WHAT IS ASKED ▸ Locate each line in the records below that contains the word "wooden" and copy every such line in full, treating uppercase and lowercase letters as distinct.

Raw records
┏━━

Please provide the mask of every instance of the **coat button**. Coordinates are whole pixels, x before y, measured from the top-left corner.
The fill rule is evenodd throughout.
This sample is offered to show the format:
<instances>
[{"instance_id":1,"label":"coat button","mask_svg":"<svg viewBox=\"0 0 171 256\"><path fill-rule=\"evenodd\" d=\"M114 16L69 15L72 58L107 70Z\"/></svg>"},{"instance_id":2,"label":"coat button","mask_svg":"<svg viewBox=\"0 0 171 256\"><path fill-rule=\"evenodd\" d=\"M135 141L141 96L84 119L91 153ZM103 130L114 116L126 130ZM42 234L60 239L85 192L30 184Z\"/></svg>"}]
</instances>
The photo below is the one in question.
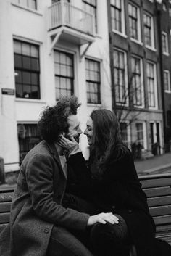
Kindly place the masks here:
<instances>
[{"instance_id":1,"label":"coat button","mask_svg":"<svg viewBox=\"0 0 171 256\"><path fill-rule=\"evenodd\" d=\"M49 228L44 229L44 233L49 233Z\"/></svg>"}]
</instances>

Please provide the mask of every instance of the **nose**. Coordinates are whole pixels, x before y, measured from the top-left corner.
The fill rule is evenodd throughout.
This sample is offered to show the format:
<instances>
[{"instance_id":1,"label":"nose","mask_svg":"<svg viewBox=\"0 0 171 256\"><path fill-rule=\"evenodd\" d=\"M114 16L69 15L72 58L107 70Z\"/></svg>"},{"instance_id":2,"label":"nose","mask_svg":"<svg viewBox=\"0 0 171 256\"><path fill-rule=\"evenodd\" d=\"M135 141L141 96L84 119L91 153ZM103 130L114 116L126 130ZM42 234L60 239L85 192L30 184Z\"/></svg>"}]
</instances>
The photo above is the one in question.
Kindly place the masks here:
<instances>
[{"instance_id":1,"label":"nose","mask_svg":"<svg viewBox=\"0 0 171 256\"><path fill-rule=\"evenodd\" d=\"M79 129L78 129L78 134L83 133L83 131L82 131L82 130L81 130L80 128L79 128Z\"/></svg>"},{"instance_id":2,"label":"nose","mask_svg":"<svg viewBox=\"0 0 171 256\"><path fill-rule=\"evenodd\" d=\"M85 134L85 135L88 135L87 129L86 129L86 130L84 131L84 134Z\"/></svg>"}]
</instances>

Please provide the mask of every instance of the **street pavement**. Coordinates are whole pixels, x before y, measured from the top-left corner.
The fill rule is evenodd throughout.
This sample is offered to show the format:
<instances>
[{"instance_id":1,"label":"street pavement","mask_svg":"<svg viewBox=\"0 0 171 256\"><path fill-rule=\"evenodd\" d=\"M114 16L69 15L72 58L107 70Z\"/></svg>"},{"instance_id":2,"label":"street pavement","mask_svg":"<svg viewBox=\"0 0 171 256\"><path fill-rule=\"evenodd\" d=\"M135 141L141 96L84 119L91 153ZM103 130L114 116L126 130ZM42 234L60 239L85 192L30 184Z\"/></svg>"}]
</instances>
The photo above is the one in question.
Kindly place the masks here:
<instances>
[{"instance_id":1,"label":"street pavement","mask_svg":"<svg viewBox=\"0 0 171 256\"><path fill-rule=\"evenodd\" d=\"M144 160L135 160L135 165L138 175L171 173L171 152Z\"/></svg>"}]
</instances>

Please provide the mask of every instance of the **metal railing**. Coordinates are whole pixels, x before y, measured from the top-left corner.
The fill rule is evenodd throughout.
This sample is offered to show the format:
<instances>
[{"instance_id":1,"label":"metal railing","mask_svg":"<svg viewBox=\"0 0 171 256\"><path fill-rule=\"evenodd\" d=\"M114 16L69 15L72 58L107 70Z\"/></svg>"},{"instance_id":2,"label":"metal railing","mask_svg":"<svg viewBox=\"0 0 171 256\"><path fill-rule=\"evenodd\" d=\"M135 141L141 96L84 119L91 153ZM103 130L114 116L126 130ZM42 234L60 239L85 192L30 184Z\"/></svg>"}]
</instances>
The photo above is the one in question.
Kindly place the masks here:
<instances>
[{"instance_id":1,"label":"metal railing","mask_svg":"<svg viewBox=\"0 0 171 256\"><path fill-rule=\"evenodd\" d=\"M49 7L49 30L65 25L93 36L94 15L63 1Z\"/></svg>"}]
</instances>

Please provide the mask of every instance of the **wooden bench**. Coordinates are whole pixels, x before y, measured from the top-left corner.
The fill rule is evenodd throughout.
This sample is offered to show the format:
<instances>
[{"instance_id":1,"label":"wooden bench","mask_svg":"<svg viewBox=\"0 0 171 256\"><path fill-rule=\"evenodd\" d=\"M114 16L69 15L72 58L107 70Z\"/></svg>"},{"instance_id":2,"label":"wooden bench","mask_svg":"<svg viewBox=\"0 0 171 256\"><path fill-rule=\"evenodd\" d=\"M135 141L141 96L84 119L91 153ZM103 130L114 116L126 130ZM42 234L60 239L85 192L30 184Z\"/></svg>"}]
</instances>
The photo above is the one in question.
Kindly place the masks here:
<instances>
[{"instance_id":1,"label":"wooden bench","mask_svg":"<svg viewBox=\"0 0 171 256\"><path fill-rule=\"evenodd\" d=\"M157 237L171 244L171 174L140 177L156 227ZM14 187L0 187L0 231L9 220Z\"/></svg>"}]
</instances>

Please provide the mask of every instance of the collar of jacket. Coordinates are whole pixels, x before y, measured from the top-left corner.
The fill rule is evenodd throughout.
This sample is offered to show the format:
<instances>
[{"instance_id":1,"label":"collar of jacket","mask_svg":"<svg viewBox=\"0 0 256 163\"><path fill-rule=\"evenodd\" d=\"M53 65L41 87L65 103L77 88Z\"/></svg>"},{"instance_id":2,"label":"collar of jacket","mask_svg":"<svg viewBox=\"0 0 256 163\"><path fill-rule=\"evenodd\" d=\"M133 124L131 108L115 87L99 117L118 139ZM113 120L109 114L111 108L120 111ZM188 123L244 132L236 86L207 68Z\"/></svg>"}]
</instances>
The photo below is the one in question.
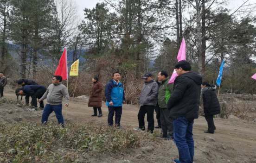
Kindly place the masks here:
<instances>
[{"instance_id":1,"label":"collar of jacket","mask_svg":"<svg viewBox=\"0 0 256 163\"><path fill-rule=\"evenodd\" d=\"M113 82L114 84L115 84L115 85L118 85L118 84L119 84L119 83L120 83L120 81L118 81L118 83L117 83L117 82L115 81L115 80L114 80L114 79L112 79L112 81L113 81Z\"/></svg>"},{"instance_id":2,"label":"collar of jacket","mask_svg":"<svg viewBox=\"0 0 256 163\"><path fill-rule=\"evenodd\" d=\"M54 86L57 86L61 84L62 84L62 82L57 82L57 83L54 83L53 84L53 85L54 85Z\"/></svg>"},{"instance_id":3,"label":"collar of jacket","mask_svg":"<svg viewBox=\"0 0 256 163\"><path fill-rule=\"evenodd\" d=\"M155 80L154 80L153 79L151 79L151 80L150 80L149 81L145 81L145 83L146 84L148 84L148 83L151 83L151 82L155 82Z\"/></svg>"},{"instance_id":4,"label":"collar of jacket","mask_svg":"<svg viewBox=\"0 0 256 163\"><path fill-rule=\"evenodd\" d=\"M165 78L165 79L163 80L162 81L162 82L161 82L161 85L162 84L164 84L164 83L166 82L166 81L169 81L170 80L170 77L166 77L166 78Z\"/></svg>"}]
</instances>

┗━━

FULL OUTPUT ▸
Please provide the mask of every instance of the **wooden bench**. Coordinates are whole pixels, x before y, measured from the top-left corner.
[{"instance_id":1,"label":"wooden bench","mask_svg":"<svg viewBox=\"0 0 171 256\"><path fill-rule=\"evenodd\" d=\"M114 16L69 15L72 58L107 70Z\"/></svg>"},{"instance_id":2,"label":"wooden bench","mask_svg":"<svg viewBox=\"0 0 171 256\"><path fill-rule=\"evenodd\" d=\"M135 141L141 96L84 119L91 153ZM103 130L114 116L126 130ZM42 234L60 239L85 192L30 184Z\"/></svg>"}]
[{"instance_id":1,"label":"wooden bench","mask_svg":"<svg viewBox=\"0 0 171 256\"><path fill-rule=\"evenodd\" d=\"M157 237L171 244L171 174L140 177L156 227ZM14 187L0 187L0 231L9 220Z\"/></svg>"}]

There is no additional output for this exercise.